• What you should do
Present every line of the material below as a numbered list, leaving out the blank lines.

• Stored rows

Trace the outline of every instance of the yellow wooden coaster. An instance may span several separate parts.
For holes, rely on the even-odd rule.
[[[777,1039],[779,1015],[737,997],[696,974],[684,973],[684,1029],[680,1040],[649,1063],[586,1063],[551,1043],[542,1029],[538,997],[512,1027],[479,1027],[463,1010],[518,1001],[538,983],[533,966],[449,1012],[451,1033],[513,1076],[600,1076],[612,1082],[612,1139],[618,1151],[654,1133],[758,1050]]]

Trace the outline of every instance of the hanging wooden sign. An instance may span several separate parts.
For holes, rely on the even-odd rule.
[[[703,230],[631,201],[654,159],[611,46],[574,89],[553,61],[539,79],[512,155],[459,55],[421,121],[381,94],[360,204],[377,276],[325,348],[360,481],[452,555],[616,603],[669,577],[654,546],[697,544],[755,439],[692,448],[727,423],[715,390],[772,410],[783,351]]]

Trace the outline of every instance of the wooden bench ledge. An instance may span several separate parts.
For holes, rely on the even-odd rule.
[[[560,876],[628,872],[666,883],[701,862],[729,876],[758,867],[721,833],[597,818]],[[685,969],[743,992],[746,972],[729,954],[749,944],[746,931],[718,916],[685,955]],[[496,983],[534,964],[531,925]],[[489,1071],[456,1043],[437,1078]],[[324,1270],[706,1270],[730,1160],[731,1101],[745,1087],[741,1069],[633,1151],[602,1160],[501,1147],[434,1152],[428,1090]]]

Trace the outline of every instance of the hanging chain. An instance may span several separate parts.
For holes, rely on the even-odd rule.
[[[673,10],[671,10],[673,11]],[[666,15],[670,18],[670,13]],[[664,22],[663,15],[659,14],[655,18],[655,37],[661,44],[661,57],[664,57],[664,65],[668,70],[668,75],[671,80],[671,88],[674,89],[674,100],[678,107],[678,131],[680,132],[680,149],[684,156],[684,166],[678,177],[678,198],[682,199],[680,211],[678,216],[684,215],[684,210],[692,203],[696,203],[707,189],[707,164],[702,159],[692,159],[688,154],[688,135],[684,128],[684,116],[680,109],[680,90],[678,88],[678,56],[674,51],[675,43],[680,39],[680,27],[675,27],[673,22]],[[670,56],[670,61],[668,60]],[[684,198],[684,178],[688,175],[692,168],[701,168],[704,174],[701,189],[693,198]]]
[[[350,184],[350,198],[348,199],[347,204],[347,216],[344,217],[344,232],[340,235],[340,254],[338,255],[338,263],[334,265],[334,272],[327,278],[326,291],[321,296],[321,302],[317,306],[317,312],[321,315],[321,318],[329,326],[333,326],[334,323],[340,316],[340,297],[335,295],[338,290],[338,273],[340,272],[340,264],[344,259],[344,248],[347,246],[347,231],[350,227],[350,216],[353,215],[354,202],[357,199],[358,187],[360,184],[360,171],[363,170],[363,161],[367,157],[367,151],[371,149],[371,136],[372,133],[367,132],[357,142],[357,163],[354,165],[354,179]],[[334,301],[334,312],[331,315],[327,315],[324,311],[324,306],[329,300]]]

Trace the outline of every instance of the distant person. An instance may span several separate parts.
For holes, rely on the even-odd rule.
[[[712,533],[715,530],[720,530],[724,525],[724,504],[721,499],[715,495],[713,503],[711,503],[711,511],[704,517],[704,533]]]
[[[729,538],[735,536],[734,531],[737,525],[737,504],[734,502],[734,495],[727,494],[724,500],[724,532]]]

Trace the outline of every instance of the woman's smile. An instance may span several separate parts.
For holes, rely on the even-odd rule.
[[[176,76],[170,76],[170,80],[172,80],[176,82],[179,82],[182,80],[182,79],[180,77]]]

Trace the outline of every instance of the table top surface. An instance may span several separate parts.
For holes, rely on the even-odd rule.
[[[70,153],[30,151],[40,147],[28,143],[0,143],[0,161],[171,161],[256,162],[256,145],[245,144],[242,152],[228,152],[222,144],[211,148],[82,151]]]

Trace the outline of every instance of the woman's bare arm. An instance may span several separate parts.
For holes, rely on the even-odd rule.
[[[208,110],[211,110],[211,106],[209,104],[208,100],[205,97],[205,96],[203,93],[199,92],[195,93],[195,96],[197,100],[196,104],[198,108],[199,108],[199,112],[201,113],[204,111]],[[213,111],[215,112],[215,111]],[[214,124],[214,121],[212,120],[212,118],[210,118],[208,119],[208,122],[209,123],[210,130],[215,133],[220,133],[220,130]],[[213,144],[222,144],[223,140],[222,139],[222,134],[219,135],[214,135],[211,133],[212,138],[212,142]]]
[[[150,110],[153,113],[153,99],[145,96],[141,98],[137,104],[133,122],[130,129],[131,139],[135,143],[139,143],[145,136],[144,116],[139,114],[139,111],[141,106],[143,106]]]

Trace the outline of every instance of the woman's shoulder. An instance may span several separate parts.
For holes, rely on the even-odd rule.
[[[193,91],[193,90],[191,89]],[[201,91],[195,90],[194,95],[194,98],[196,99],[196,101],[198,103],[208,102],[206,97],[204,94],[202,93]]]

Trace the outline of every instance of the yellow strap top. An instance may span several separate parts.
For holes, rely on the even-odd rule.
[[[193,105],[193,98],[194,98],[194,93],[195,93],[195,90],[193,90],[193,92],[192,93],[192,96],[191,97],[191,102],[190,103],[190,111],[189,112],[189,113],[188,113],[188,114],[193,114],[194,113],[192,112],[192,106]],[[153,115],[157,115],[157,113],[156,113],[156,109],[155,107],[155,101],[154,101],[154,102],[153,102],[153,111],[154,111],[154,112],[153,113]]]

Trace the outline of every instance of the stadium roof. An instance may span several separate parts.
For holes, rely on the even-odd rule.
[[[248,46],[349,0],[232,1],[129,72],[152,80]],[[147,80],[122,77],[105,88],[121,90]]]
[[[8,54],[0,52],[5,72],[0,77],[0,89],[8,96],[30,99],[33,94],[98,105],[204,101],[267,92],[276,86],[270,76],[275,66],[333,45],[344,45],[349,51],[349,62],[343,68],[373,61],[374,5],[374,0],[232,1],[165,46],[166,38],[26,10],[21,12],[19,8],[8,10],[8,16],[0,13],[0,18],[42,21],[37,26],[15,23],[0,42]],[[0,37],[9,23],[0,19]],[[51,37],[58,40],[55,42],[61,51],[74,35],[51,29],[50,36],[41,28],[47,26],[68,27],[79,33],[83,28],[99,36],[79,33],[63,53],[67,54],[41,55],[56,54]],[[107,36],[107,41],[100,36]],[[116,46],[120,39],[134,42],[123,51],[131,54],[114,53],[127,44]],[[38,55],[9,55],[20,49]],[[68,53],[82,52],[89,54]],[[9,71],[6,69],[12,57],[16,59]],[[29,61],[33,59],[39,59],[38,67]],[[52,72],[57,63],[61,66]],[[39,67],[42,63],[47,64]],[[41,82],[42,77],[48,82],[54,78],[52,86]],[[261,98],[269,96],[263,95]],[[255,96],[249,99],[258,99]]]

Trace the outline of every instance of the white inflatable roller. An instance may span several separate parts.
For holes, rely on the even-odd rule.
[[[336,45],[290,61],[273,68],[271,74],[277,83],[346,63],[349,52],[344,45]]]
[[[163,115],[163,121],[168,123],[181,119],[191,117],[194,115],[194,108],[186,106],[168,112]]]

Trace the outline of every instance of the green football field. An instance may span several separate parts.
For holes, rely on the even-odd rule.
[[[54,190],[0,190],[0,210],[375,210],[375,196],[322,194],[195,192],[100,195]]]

• Solution to this exercise
1. Trace the outline of every instance of the yellow wooden coaster. An instance may span several separate parts.
2. For holes, rely on the even-odd rule.
3. [[[777,1039],[779,1015],[737,997],[696,974],[684,973],[684,1029],[680,1040],[649,1063],[586,1063],[551,1043],[542,1029],[538,997],[512,1027],[479,1027],[463,1010],[518,1001],[538,983],[533,966],[449,1012],[451,1033],[513,1076],[600,1076],[612,1082],[612,1139],[618,1151],[654,1133],[758,1050]]]
4. Trace the outline of every instance of the hanging wooden sign. An instance may span several separate parts.
5. For holes, rely on the even-odd rule.
6. [[[703,230],[631,201],[654,159],[611,46],[574,89],[553,61],[539,79],[512,155],[459,55],[421,121],[381,94],[360,204],[377,276],[325,348],[360,481],[452,555],[616,603],[669,577],[654,546],[697,544],[755,439],[692,448],[727,423],[715,390],[772,410],[783,351]]]
7. Trace the outline of every instance of the wooden bench ledge. An instance may span several separate parts.
8. For holes, rely on the even-odd rule.
9. [[[560,876],[628,872],[666,883],[701,862],[729,876],[758,867],[721,833],[597,818]],[[685,969],[743,992],[746,972],[729,954],[749,944],[746,931],[718,916],[685,955]],[[496,983],[534,964],[531,925]],[[489,1071],[456,1043],[437,1078]],[[324,1270],[706,1270],[730,1160],[731,1101],[745,1087],[741,1069],[633,1151],[602,1160],[501,1147],[434,1152],[428,1090]]]
10. Trace the outline of every instance of the hanging chain. An instance may span several separate parts.
11. For holes, rely on the even-odd rule.
12. [[[673,10],[671,10],[673,11]],[[666,15],[670,18],[670,13]],[[664,22],[663,15],[659,14],[655,18],[655,37],[661,44],[661,57],[664,57],[664,65],[668,70],[668,75],[671,80],[671,88],[674,89],[674,100],[678,107],[678,131],[680,132],[680,149],[684,156],[684,166],[678,177],[678,198],[682,199],[680,211],[678,216],[684,215],[684,210],[692,203],[696,203],[707,189],[707,164],[702,159],[692,159],[688,154],[688,135],[684,128],[684,116],[680,109],[680,90],[678,88],[678,56],[674,51],[675,43],[680,39],[680,27],[675,27],[673,22]],[[670,56],[670,61],[668,60]],[[684,198],[684,178],[688,175],[692,168],[701,168],[704,174],[701,189],[693,198]]]
13. [[[350,184],[350,198],[348,199],[347,204],[347,216],[344,217],[344,232],[340,235],[340,254],[338,255],[338,263],[334,265],[334,272],[327,278],[326,291],[321,296],[321,302],[317,306],[317,312],[321,315],[321,318],[329,326],[333,326],[334,323],[340,316],[340,297],[335,295],[338,290],[338,273],[340,272],[340,264],[344,259],[344,248],[347,246],[347,231],[350,227],[350,216],[353,215],[354,202],[357,199],[358,187],[360,184],[360,171],[363,170],[363,161],[367,157],[367,151],[371,149],[371,136],[372,133],[367,132],[357,142],[357,163],[354,165],[354,179]],[[334,301],[334,312],[331,315],[327,315],[324,311],[324,306],[329,300]]]
14. Trace the outline of every instance of the distant person. An instance may span several separate parts.
15. For holes, rely on the even-odd rule.
16. [[[712,533],[715,530],[720,530],[724,525],[724,504],[721,499],[715,495],[713,503],[711,503],[711,511],[704,517],[704,533]]]
17. [[[729,538],[735,536],[734,531],[737,525],[737,504],[734,502],[734,495],[727,494],[724,500],[724,532]]]
18. Trace the outline of every instance of the woman's smile. An instance may span several separate parts.
19. For holes, rely on the even-odd rule.
20. [[[176,76],[170,76],[170,80],[172,80],[176,82],[179,82],[182,80],[182,79],[180,77]]]
21. Trace the outline of every instance of the table top surface. An instance may span several separate parts.
22. For holes, rely on the even-odd rule.
23. [[[70,153],[30,151],[40,147],[28,143],[0,143],[0,161],[171,161],[256,162],[256,145],[245,144],[242,152],[228,152],[222,144],[211,148],[82,151]]]
24. Trace the outline of every instance of the woman's bare arm. An instance may span several separate parts.
25. For holes, rely on the even-odd rule.
26. [[[208,110],[211,110],[211,106],[209,104],[208,100],[205,97],[205,96],[203,93],[199,92],[195,93],[195,96],[197,100],[196,104],[198,108],[199,108],[199,112],[201,113],[204,111]],[[213,111],[215,112],[215,111]],[[214,124],[214,121],[212,120],[212,118],[210,118],[208,119],[208,122],[209,123],[210,130],[215,133],[220,133],[220,130]],[[213,144],[222,144],[223,140],[222,139],[222,134],[219,135],[214,135],[211,133],[212,138],[212,142]]]
27. [[[150,110],[153,113],[153,99],[145,96],[141,98],[137,104],[133,122],[130,129],[131,139],[135,143],[139,143],[145,136],[144,116],[139,114],[139,111],[141,106],[143,106]]]
28. Trace the outline of every instance of the woman's shoulder. An instance may span several separate parts.
29. For holes, rely on the even-odd rule.
30. [[[193,91],[193,90],[191,89]],[[201,91],[195,90],[194,95],[194,98],[196,99],[196,101],[198,103],[208,102],[206,97],[204,94],[202,93]]]
31. Trace the outline of every instance of the yellow strap top. An instance may span several separate parts.
32. For holes, rely on the even-odd rule.
33. [[[193,105],[193,98],[194,98],[194,93],[195,93],[195,90],[193,90],[193,92],[192,93],[192,96],[191,97],[191,102],[190,103],[190,111],[189,112],[189,113],[188,113],[188,114],[193,114],[194,113],[192,112],[192,106]],[[153,115],[157,115],[157,113],[156,113],[156,109],[155,107],[155,101],[154,101],[154,102],[153,102],[153,111],[154,111],[154,112],[153,113]]]
34. Trace the outline of every instance of the stadium roof. An instance may span several separate parts.
35. For holes, rely on the even-odd rule.
36. [[[248,46],[349,0],[232,1],[129,72],[152,80]],[[147,80],[122,77],[105,88],[121,90]]]
37. [[[8,54],[0,52],[5,72],[0,77],[0,89],[8,96],[30,99],[33,94],[98,105],[204,101],[267,92],[276,86],[270,76],[275,66],[333,45],[344,45],[349,51],[349,62],[343,68],[373,61],[374,5],[374,0],[232,1],[165,46],[166,38],[26,10],[21,12],[19,8],[8,10],[8,16],[0,13],[0,18],[42,21],[37,26],[15,23],[0,42]],[[0,37],[9,23],[0,19]],[[51,37],[58,40],[55,42],[61,51],[74,35],[51,29],[50,36],[41,28],[47,26],[68,27],[79,33],[83,28],[99,36],[79,33],[63,53],[67,54],[41,55],[56,54]],[[107,36],[107,41],[100,36]],[[116,46],[120,39],[134,42],[123,51],[131,54],[114,53],[127,44]],[[38,55],[9,55],[20,49]],[[68,53],[82,52],[89,54]],[[9,71],[6,69],[12,57],[16,59]],[[29,61],[33,59],[39,59],[38,67]],[[52,72],[57,63],[61,66]],[[39,67],[42,63],[47,64]],[[41,82],[42,77],[48,82],[54,78],[52,86]],[[261,98],[269,96],[263,95]],[[255,96],[249,99],[258,99]]]
38. Trace the outline of every instance of the white inflatable roller. An instance may span several separate parts.
39. For holes, rely on the even-odd rule.
40. [[[336,45],[290,61],[273,68],[271,74],[277,83],[346,63],[349,52],[344,45]]]
41. [[[163,115],[163,121],[168,123],[181,119],[191,117],[194,115],[194,108],[186,106],[168,112]]]
42. Trace the outline of every instance of the green football field. An instance may span several separate parts.
43. For holes, rely on the even-odd rule.
44. [[[54,190],[0,190],[0,210],[375,210],[375,196],[322,194],[195,192],[100,195]]]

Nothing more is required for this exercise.